Start of PROVIDED MATERIAL

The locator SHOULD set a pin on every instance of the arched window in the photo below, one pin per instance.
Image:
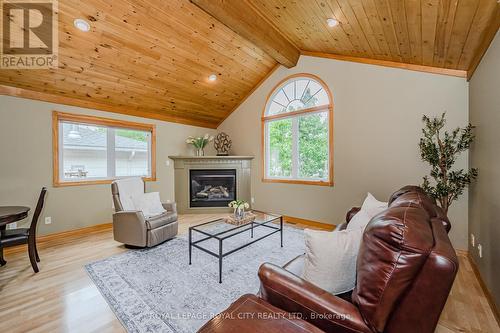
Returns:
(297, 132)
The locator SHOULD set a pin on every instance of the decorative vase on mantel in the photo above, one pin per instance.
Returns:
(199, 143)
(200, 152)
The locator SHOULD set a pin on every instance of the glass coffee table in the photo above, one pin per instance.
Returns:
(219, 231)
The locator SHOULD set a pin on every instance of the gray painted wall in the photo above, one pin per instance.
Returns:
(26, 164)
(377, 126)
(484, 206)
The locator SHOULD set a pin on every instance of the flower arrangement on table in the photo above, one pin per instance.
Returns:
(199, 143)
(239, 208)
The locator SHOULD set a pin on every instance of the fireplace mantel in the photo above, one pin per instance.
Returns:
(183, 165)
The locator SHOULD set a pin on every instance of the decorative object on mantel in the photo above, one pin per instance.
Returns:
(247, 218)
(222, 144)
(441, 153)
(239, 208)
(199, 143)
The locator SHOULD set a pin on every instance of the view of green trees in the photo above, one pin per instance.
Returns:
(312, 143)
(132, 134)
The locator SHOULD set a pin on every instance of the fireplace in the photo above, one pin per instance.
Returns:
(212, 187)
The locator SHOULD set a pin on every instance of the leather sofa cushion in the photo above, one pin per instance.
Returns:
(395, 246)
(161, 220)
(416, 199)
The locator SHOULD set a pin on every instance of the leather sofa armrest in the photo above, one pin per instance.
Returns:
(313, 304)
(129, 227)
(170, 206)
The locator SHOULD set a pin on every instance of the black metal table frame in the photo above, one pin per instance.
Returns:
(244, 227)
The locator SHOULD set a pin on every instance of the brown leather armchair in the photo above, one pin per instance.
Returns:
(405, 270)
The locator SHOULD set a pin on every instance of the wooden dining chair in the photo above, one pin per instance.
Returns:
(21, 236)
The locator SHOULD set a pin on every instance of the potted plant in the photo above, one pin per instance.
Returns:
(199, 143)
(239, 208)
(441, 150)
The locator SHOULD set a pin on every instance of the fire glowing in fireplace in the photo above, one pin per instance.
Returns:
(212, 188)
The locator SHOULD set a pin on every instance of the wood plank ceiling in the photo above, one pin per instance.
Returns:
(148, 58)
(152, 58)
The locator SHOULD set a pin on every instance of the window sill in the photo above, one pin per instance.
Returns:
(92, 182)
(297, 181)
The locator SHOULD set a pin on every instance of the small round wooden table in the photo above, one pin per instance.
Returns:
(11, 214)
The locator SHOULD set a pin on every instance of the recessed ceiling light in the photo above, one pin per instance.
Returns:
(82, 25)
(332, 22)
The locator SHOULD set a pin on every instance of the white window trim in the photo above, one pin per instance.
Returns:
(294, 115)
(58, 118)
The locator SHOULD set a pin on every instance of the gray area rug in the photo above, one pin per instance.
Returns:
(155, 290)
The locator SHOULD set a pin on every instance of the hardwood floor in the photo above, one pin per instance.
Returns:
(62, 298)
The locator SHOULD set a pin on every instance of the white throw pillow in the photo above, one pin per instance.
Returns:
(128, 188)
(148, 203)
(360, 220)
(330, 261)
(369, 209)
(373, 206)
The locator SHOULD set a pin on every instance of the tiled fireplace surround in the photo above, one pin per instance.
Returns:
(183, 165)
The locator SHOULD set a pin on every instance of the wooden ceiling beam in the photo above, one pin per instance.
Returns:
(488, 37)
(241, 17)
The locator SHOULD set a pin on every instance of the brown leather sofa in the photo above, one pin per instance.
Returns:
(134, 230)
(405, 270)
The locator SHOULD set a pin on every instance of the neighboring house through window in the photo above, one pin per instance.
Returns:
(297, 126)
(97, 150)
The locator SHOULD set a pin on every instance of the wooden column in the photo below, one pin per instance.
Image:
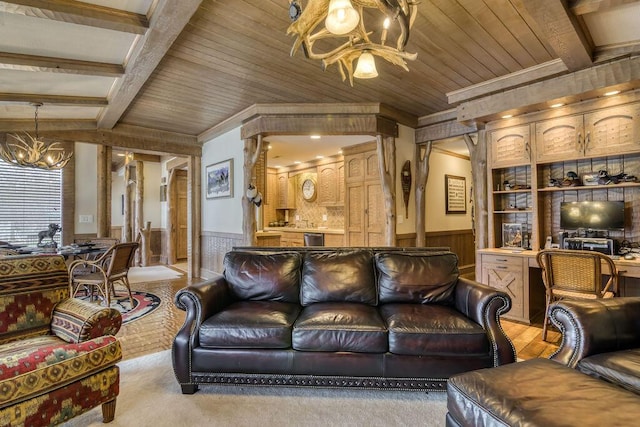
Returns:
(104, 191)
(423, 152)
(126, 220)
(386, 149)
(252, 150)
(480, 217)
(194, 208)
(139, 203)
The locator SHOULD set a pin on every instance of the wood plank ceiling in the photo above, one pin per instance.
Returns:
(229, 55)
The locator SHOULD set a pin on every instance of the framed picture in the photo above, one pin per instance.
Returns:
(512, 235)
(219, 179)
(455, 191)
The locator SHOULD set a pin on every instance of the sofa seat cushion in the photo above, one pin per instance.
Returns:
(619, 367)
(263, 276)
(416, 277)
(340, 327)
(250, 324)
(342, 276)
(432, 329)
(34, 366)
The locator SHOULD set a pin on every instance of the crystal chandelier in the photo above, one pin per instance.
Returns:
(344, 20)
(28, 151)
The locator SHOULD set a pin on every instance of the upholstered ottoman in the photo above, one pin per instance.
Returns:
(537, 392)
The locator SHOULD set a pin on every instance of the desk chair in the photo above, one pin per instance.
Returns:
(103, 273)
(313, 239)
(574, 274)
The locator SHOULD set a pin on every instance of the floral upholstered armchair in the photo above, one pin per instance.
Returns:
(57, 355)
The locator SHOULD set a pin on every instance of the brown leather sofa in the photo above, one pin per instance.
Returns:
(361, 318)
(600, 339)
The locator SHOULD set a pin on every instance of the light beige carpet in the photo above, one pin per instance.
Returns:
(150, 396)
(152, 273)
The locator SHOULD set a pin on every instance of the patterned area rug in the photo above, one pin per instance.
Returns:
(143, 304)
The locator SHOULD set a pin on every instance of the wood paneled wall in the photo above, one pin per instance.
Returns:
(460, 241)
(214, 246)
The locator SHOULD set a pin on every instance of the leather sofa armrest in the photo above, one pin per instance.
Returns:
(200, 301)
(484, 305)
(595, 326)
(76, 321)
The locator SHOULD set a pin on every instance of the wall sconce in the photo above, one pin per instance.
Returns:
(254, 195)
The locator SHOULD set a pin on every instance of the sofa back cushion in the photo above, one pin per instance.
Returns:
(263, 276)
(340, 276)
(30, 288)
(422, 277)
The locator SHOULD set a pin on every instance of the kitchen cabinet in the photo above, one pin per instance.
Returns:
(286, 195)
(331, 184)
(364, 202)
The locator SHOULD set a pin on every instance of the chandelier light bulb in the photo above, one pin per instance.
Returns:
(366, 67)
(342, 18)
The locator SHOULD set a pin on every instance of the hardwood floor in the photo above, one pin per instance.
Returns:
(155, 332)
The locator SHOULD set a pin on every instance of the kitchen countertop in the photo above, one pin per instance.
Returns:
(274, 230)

End of PROVIDED MATERIAL

DESCRIPTION OF THE TASK:
Would you repeat the material exactly, keeping out any pictures?

ANSWER TO THIS PROBLEM:
The locator SHOULD set a pin on every instance of the arched window in the photo below, one pin per instance.
Image:
Returns:
(297, 132)
The locator SHOULD set a pin on every instance of the decorative vase on mantel in the photo above, one pin per instance.
Returns:
(199, 143)
(200, 152)
The locator SHOULD set a pin on every instance of the glass coffee table in the photo above, one pin per instance.
Returns:
(219, 231)
The locator SHOULD set a pin on every instance of the gray painted wall in the photo above, one pin per instance.
Returns:
(26, 164)
(377, 126)
(484, 206)
The locator SHOULD set a pin on every instance of the flower arrangement on table in the photo above, one pin per instance.
Returns:
(199, 143)
(239, 208)
The locator SHOULD set a pin on every instance of the fireplace mantel in the photo above, one pin per instance.
Returns:
(183, 165)
The locator SHOULD set a pin on every instance of the decorative object on mantel in the photo above, one pin per instance.
Returns:
(247, 218)
(222, 144)
(441, 153)
(239, 208)
(199, 143)
The locator SHOULD set a pin on every instance of the view of green trees in the photo above, one pin per instance.
Returns:
(312, 143)
(132, 134)
The locator SHOULD set a pin on every instance of the fireplace in the photo above, one pin per instance.
Returns:
(212, 187)
The locator SHOULD set a pin on every instance of the leather sofa cushion in the photo above, one pin per instance.
Returns:
(395, 246)
(161, 220)
(416, 199)
The locator SHOULD set a pin on every instance of the leather sofa armrest in the photo above, one pin per instance.
Returns:
(313, 304)
(129, 227)
(170, 206)
The locator SHOULD set a pin on every instance of the black metal table frame in the photo above, one pin per instance.
Returns:
(244, 227)
The locator SHOULD set a pin on every instance of the brown leather armchair in the photo above, one pin per instance.
Returns:
(405, 270)
The locator SHOULD set a pin on every instance of the wooden dining chair in the photo above, one pin per instance.
Returns:
(21, 236)
The locator SHOULD set a pin on every instance of the potted plant in the photo above, one pin per instance.
Returns:
(199, 143)
(239, 208)
(441, 150)
The locator SHOULD set a pin on every instance of the fire glowing in fireplace in the photo above, one pin per instance.
Returns:
(212, 188)
The locator SHOULD set a pin on every instance of the wood plank ceiling in the photo above, one pin per instance.
Returns:
(148, 58)
(152, 58)
The locator SHOULD set a pin on every instance of the window sill in the photo above, one pin per instance.
Returns:
(92, 182)
(297, 181)
The locator SHOULD set a pin on every instance of the small round wooden table in the photo above, one pin per instance.
Returns:
(11, 214)
The locator SHOULD set a pin on every instance of the recessed ceiling light in the photo above, one pin per instance.
Returns:
(82, 25)
(332, 22)
The locator SHOULD set a pin on every instance of the white window trim in the photo above, one pin per instance.
Returns:
(294, 115)
(58, 118)
The locator SHOULD set a pin on every instance of the gray area rug in the photo above, one pin per instance.
Returns:
(155, 290)
The locator SHOULD set a pin on every instance of the hardwood floor in the photo above, one pin per instance.
Returns:
(62, 298)
The locator SHOULD set a pin on every instance of the white throw pillow in the photo above, one pin per instance.
Returns:
(128, 188)
(148, 203)
(360, 220)
(330, 261)
(369, 209)
(373, 206)
The locator SHOULD set a pin on every instance of the tiled fireplace surround in the photo above, one pin per instance.
Returns:
(183, 165)
The locator SHOULD set a pin on every instance of the wooden ceiling beam in the photo above, one pin per instance.
Returns:
(488, 37)
(241, 17)
The locator SHOULD set a pin on every instance of the brown leather sofa in the photo above, one pin per instance.
Returns:
(134, 230)
(405, 270)
The locator SHOULD set a pin on every instance of the neighboring house through window in the photo above, one pin per instance.
Returns:
(297, 126)
(97, 150)
The locator SHOULD set a pin on every instance of the wooden column in the photo below, one pin per instance.
Image:
Returns:
(104, 191)
(423, 152)
(126, 220)
(386, 149)
(252, 150)
(480, 217)
(194, 208)
(139, 203)
The locator SHOULD set a pin on every instance of the wood plank ceiling in the photo above, one pin per instance.
Returns:
(229, 55)
The locator SHOULD set a pin on every instance of the framed picture in the photo above, one pin per instance.
Returns:
(512, 235)
(219, 179)
(455, 191)
The locator SHOULD set a pin on every instance of the sofa seat cushion in the photo above, one pin per instance.
Returns:
(619, 367)
(263, 276)
(416, 277)
(340, 327)
(250, 324)
(342, 276)
(432, 329)
(34, 366)
The locator SHOULD set a pin on every instance of the crystal chandelier in the photo above, one pin per instance.
Returns:
(344, 20)
(28, 151)
The locator SHOULD set a pin on every instance of the upholstered ottoman in the photo above, one pin per instance.
Returns:
(537, 392)
The locator SHOULD set a pin on every instance of the desk chair in the photo above, one pin per instance.
Returns:
(103, 273)
(313, 239)
(574, 274)
The locator SHOULD set a pin on every instance of the floral upholstered armchair in the photo above, one pin per instance.
Returns:
(57, 355)
The locator SHOULD set a pin on every instance of the brown leather sofa in the photo above, one pin per instance.
Returns:
(361, 318)
(600, 339)
The locator SHOULD set a pin on every instance of the light beige carpet in the photo above, one pin per instance.
Returns:
(150, 396)
(152, 273)
The locator SHOULD set a pin on every instance of the patterned area rug in the photo above, one pin per instance.
Returns:
(143, 304)
The locator SHOULD set a pin on every instance of the wood paneled wall in the photo above, one pin per instance.
Returns:
(460, 241)
(214, 246)
The locator SHOULD set a pin on every instance of the leather sofa armrest in the photo above, one pin per instance.
Returns:
(200, 301)
(484, 305)
(595, 326)
(76, 321)
The locator SHOULD set a pin on every instance of the wall sconce in the photo above, one pin per instance.
Returns:
(254, 195)
The locator SHOULD set a pin on every instance of the sofa back cushion in the photo above, one pin per instance.
Returns:
(263, 276)
(340, 276)
(30, 288)
(422, 277)
The locator SHOULD set a pin on every instance of the kitchen cabinet in the photo above, one pin per instance.
Returns:
(286, 195)
(331, 184)
(364, 202)
The locator SHOULD set a pin on every instance of the chandelier light bulb in the photo above, one pin per instance.
Returns:
(366, 67)
(342, 18)
The locator SHOULD set a pin on every instance of the hardwood floor in the photo above, one pin per instance.
Returns:
(155, 332)
The locator SHOULD set a pin on every instance of the kitchen countertop in the photo above, one pin per instance.
Returns:
(274, 230)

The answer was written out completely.